# SUPPLIED PASSAGE start

EBITDA, operating cash flow, adjusted earnings and cash operating costs are non-GAAP measures. Please see tables in the Appendix for reconciliation to U.S. GAAP. Total debt includes short and long-term indebtedness and excludes capital leases and royalty obligations.

 

San Bartolomé, Bolivia - High Return Capital Investment Expected to Increase Production in 2014

  • Silver production was 5.9 million ounces in 2012, compared with 7.5 million ounces in 2011. Fourth quarter production of 1.3 million ounces of silver decreased from the third quarter due to lower silver grade and downtime resulting from grinding mill maintenance.
  • Cash operating costs 1 per silver ounce were $11.76 in 2012 compared to $9.10 in 2011, primarily due to lower production despite flat operational spending.
  • Sales and operating cash flow 1 totaled $178.0 million and $72.4 million, respectively, in 2012, including $37.0 million and $17.4 million, respectively, in the fourth quarter 2012. Capital expenditures were $25.7 million.
  • The Company plans to increase mill capacity approximately 15% through an estimated capital expenditure of $17.0 - $20.0 million. This expansion is expected to increase the mine's annual production to 6.0 million ounces of silver over the next seven years at reduced cash operating costs per ounce 1.
  • Duilio Rivero has joined the Company as General Manager of San Bartolomé. Mr. Rivero was most recently the General Manager at Nyrstar's Campo Morado Mine in Mexico. Previously, he was General Manager for Nyrstar's El Toqui mine in Chile and for Yamana's Gualcamayo mine in Argentina. He is a mining engineer with over 20 years of experience in diverse roles in open pit and underground mines in South America. Mr. Rivero graduated from the University of San Juan, Argentina.

Rochester, Nevada - High Return Investment Drives Expanded Production in 2013 and Beyond

  • Rochester achieved its highest production quarter of the year in the fourth quarter, reaching full year production of 2.8 million silver ounces and 38,066 gold ounces, significantly higher than 2011. Increased production was the result of the first full year of production from a new heap leach pad, which was commissioned in late 2011.
  • Cash operating costs 1 of $9.62 per silver ounce in 2012 were 58% lower than $22.97 in 2011. Fourth quarter cash operating costs 1 were $2.17 per silver ounce compared to $37.99 per silver ounce in the fourth quarter of 2011.
  • Sales and operating cash flow 1 totaled $132.4 million and $53.5 million, respectively, in 2012, including $43.2 million and $21.5 million, respectively, in the fourth quarter 2012. Capital expenditures were $11.8 million.
  • In 2013, the Company plans a major crusher and heap leach capacity expansion at Rochester to boost production to 4.5 - 4.9 million ounces of silver and 44,000 - 46,000 ounces of gold.

# SUPPLIED PASSAGE end
# SUPPLIED MATERIAL start

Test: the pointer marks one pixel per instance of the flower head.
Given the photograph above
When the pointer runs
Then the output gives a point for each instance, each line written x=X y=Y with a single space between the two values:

# SUPPLIED MATERIAL end

- WRITTEN EXERCISE 1
Answer these questions from the mine results passage:
(a) How many ounces of silver did San Bartolomé produce in 2012?
(b) What were Rochester's cash operating costs per silver ounce in 2012?
(c) From which university did Duilio Rivero graduate?
- WRITTEN EXERCISE 2
Please retype the stretch of the mine results passage from "San Bartolomé, Bolivia" through "flat operational spending." with no changes.

- TASK RESPONSE 1
(a) 5.9 million ounces
(b) $9.62
(c) The University of San Juan, Argentina

- TASK RESPONSE 2
San Bartolomé, Bolivia - High Return Capital Investment Expected to Increase Production in 2014

  • Silver production was 5.9 million ounces in 2012, compared with 7.5 million ounces in 2011. Fourth quarter production of 1.3 million ounces of silver decreased from the third quarter due to lower silver grade and downtime resulting from grinding mill maintenance.
  • Cash operating costs 1 per silver ounce were $11.76 in 2012 compared to $9.10 in 2011, primarily due to lower production despite flat operational spending.